:: TASK OBJECTIVE ::
Transcribe all records, preserving every character.

[Saved entries]
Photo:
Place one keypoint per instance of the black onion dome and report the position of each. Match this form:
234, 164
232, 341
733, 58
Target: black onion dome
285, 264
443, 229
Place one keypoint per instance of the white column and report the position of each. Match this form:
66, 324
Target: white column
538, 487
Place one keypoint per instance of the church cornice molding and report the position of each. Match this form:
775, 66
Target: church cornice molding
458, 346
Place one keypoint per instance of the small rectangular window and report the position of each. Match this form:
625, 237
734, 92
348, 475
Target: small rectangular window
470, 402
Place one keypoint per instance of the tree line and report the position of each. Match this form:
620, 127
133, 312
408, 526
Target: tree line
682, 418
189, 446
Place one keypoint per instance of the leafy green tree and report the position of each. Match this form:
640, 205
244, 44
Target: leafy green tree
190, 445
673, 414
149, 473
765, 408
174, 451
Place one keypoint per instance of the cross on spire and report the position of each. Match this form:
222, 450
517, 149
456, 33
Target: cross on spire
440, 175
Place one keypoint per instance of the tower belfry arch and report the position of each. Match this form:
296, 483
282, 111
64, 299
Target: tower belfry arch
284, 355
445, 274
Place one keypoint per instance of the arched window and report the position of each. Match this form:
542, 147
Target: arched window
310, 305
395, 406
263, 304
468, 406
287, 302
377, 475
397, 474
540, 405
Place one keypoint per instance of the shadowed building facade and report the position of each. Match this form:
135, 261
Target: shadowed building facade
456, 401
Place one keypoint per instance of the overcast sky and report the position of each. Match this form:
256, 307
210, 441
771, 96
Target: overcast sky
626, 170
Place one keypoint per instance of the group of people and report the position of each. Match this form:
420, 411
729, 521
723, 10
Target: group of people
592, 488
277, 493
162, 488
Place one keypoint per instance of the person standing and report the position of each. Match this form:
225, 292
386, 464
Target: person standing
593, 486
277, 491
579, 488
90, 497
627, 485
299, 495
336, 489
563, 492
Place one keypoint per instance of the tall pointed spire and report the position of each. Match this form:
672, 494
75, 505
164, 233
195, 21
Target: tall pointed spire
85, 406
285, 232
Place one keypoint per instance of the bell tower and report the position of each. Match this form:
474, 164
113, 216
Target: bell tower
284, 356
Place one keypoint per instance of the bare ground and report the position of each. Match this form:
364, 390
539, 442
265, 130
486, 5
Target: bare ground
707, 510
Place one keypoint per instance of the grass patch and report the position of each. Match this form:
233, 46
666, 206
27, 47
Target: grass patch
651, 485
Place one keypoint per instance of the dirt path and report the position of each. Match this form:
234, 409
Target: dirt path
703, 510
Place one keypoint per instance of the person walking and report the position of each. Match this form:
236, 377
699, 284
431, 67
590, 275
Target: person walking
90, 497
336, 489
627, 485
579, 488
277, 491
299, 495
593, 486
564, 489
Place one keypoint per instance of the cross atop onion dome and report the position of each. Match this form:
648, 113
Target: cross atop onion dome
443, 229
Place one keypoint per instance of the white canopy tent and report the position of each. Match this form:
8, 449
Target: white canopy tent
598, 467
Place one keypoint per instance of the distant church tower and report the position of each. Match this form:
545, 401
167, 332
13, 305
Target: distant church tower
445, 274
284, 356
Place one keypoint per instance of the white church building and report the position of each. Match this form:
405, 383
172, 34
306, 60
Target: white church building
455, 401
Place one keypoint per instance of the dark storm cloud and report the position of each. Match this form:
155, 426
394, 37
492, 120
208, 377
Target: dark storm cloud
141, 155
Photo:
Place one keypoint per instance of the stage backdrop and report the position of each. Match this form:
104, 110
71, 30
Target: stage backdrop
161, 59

:: SOLUTION BELOW ::
Photo:
Place one keypoint per instance of the black onion dome and report the position of each. Match this form:
234, 164
232, 341
733, 58
Target: black onion dome
285, 264
443, 229
Place one keypoint per instance of the white column and report the position of each. Match this form:
66, 324
Target: white column
538, 487
Place one keypoint per instance of the church cornice molding and report the position of each. Match this form:
775, 66
Target: church cornice molding
458, 346
Place one keypoint per instance of the small rectangular window and report the position of each. Match this form:
625, 237
734, 92
348, 475
Target: small rectangular window
470, 402
Place one keypoint per instance of the tree line and report the position of each. Match this form:
620, 127
133, 312
408, 526
Target: tree line
682, 418
189, 446
Place one keypoint per instance of the leafy green tree and report the position of each. Match this form:
640, 205
244, 44
Target: leafy green tree
190, 445
673, 414
149, 473
765, 408
174, 451
Place one keypoint per instance of the cross on spire and report the position of each. Match this form:
222, 450
517, 149
456, 33
Target: cross on spire
440, 175
Place one keypoint per instance of the tower belfry arch and report the position of each. Match this form:
296, 483
282, 111
64, 299
Target: tower belfry arch
284, 355
445, 274
Place one keypoint per instance of the arched window and report the position of each. Match this form:
542, 147
Target: arched window
310, 305
395, 406
263, 304
468, 406
287, 302
377, 475
397, 474
540, 405
Place one keypoint per instance of the shadowed building facade and report the position of each. Match this form:
135, 261
Target: shadowed building facade
456, 401
Place one keypoint per instance of the overcast sky and report the position of each. Match this form:
256, 307
210, 441
771, 96
Target: overcast sky
626, 170
Place one keypoint per instance of the group of people and report the position of each. Match this form:
420, 411
729, 521
723, 10
Target: group of people
592, 488
277, 493
162, 488
Place one keypoint per instance of the person standing and report the position of each. Match this form:
225, 292
386, 464
Target: person standing
593, 486
277, 491
579, 488
90, 497
627, 485
299, 495
336, 489
563, 492
Place one keypoint per instance of the tall pointed spire and report the position of each. Match this form:
672, 494
75, 505
164, 233
195, 21
Target: tall pointed spire
85, 406
285, 232
Place one keypoint per instance of the bell tower and report the position of each. Match this form:
474, 164
113, 216
Target: bell tower
284, 356
Place one keypoint per instance of the bare ground and report the position of each. Match this form:
364, 390
539, 442
265, 130
486, 5
Target: bare ground
707, 510
Place one keypoint per instance of the grass patch and report the position of each. Match this form:
233, 46
666, 206
27, 47
Target: grass patch
651, 485
Place one keypoint per instance of the dirt path and report the position of each. Match this form:
234, 409
Target: dirt path
703, 510
Place one keypoint per instance of the person walking and report the position of each. Match this form:
236, 377
699, 284
431, 67
590, 275
Target: person walking
90, 497
336, 489
627, 485
579, 488
277, 491
299, 495
593, 486
564, 489
Place one keypoint per instance of the cross atop onion dome and report the position of each. Match this form:
648, 113
Target: cross atop onion dome
443, 229
Place one keypoint per instance of the white canopy tent and report the position of each. Match this form:
8, 449
Target: white canopy tent
598, 467
Place one keypoint per instance of the distant church tower and report the position of each. Match this form:
545, 401
167, 332
13, 305
Target: distant church tower
445, 274
284, 356
Place one keypoint per instance of the white church building and report the position of each. Match this form:
405, 383
172, 34
306, 60
Target: white church building
455, 401
Place one keypoint per instance of the dark storm cloud and report the position of each. Match this form:
155, 426
394, 37
492, 120
208, 377
Target: dark storm cloud
141, 155
Photo:
Place one keypoint per instance of the stage backdrop and report the position of each. Match this form:
104, 110
71, 30
Target: stage backdrop
161, 59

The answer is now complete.